* INFORMATION SHOWN *
★ ★ ★
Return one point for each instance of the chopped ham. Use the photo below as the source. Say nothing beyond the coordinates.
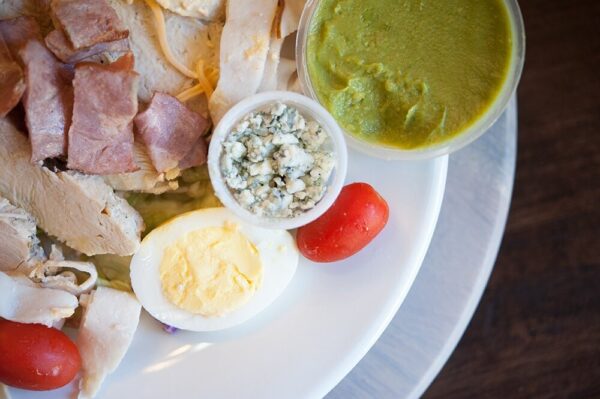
★ ★ ★
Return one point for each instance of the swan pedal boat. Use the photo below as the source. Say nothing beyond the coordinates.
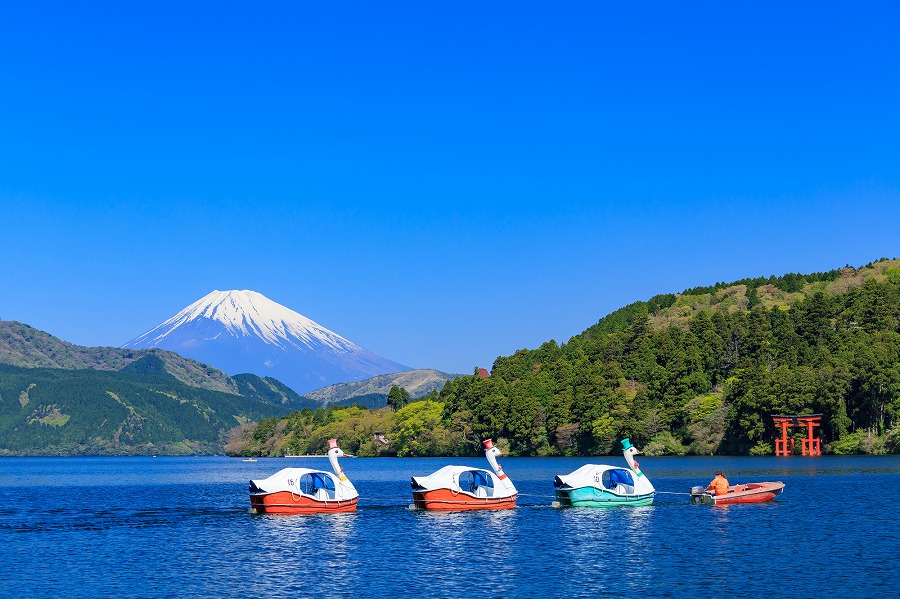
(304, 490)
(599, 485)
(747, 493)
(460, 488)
★ ★ ★
* OBJECTIVE *
Pull out every line of the material above that contains the word "nothing". Case must match.

* RESULT BELOW *
Return one point for each instance of the chopped ham. Use the photo below as the source. Say nothing beyond the coordinates.
Return one point for each instance of the swan pedal boat. Use the photo below as the source. Say nothing beyond the coordinates.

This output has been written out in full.